▶ _Texto de la página_
▼

Relato: La gata Alpargata
12.05.2023
Aquellos
que lleváis un tiempo siguiéndome y que conocíais mi antiguo blog,
ahora desaparecido, recordaréis los breves relatos que escribí con
La Gata Alpargata como protagonista. Estos relatos se convirtieron en
uno de los contenidos más leídos de dicho blog, y durante un tiempo
publicaba de forma regular esos breves textos en clave de humor,
textos que siempre eran muy bien recibidos entre los lectores de la
página. ¡Incluso participé con uno de esos relatos en la antología
literaria Mayores
sin complejos,
un libro benéfico que editó y distribuyó el grupo Generación
Bibliocafé de
Valencia, y cuyos beneficios fueron destinados a ayudar a la tercera
edad!
Han pasado años
desde todo aquello, y en particular son seis los transcurridos desde
la publicación de la ya descatalogada antología benéfica. Así que
ha llegado la hora de rescatar todos aquellos textos para ofrecerlos
en esta nueva página, a fin de que todos aquellos que hayan empezado
a seguirme desde entonces tengan oportunidad de leer los relatos que
tanto gustaron en aquel momento. ¡Y también para que puedan volver
a leerlos quienes entonces los seguían semana a semana!
A
continuación os dejo uno de los relatos, en concreto el que formó
parte de la antología benéfica Mayores
sin complejos.
Respecto a los demás relatos, podréis encontrarlos en un pdf
descargable al final de esta misma entrada. ¡Por cierto!

▲

▶ _Enunciado_
Escribe la continuación de la entrada sobre los relatos de La gata Alpargata, empezando después de su última frase.

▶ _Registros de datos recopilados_
▼

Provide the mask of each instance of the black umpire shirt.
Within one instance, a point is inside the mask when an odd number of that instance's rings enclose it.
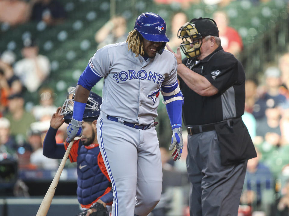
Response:
[[[188,59],[182,60],[186,64]],[[216,95],[202,96],[190,89],[180,77],[184,96],[183,119],[185,125],[200,125],[240,117],[245,107],[245,72],[241,63],[220,45],[203,60],[188,67],[205,77],[219,90]]]

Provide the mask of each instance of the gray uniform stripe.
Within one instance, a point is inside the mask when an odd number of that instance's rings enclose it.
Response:
[[[235,103],[235,90],[231,86],[221,96],[223,110],[223,119],[233,118],[237,116]]]

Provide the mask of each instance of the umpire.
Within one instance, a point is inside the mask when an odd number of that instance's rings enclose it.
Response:
[[[178,34],[187,56],[182,61],[179,47],[175,53],[188,133],[190,215],[237,215],[247,160],[256,157],[241,118],[244,69],[223,50],[213,20],[193,19]]]

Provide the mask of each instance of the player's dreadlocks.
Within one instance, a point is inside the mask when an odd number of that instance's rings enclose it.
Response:
[[[129,32],[126,42],[129,45],[129,50],[131,49],[132,51],[135,53],[136,57],[139,54],[141,55],[144,53],[142,48],[142,36],[136,29]]]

▲

▶ _Resultado esperado_
Encontraréis que algunos momentos del relato aquí incluido aparecen
también en alguno de los otros relatos. Eso se debe simplemente a
que, de cara a escribir el texto que participaría en la antología,
quise incluir en él algunos de los gags
que
más gustaron a los lectores de los relatos originales. ¡Solo espero que
disfrutéis de ellos tanto como en su momento disfrutaron los
lectores de entonces!
Por cierto, la gata Alpargata es real. O lo fue, pues, lamentablemente, falleció con doce años. Allá donde esté, espero que tenga rayos de sol para calentarse, gambas para comer y tobillos para morder. Eran las tres cosas que más le gustaban. Menuda era.
LA GATA ALPARGATA.
Hola,
humanos. Mi nombre es Alpargata, aunque me llaman Gata para abreviar,
y soy una increíblemente adorable gata negra. Mi humano es de esos
extraños especímenes que se dedican a escribir y tienen la casa
llena de cosas de papel que son muy entretenidas de morder, como
libros o cuadernos.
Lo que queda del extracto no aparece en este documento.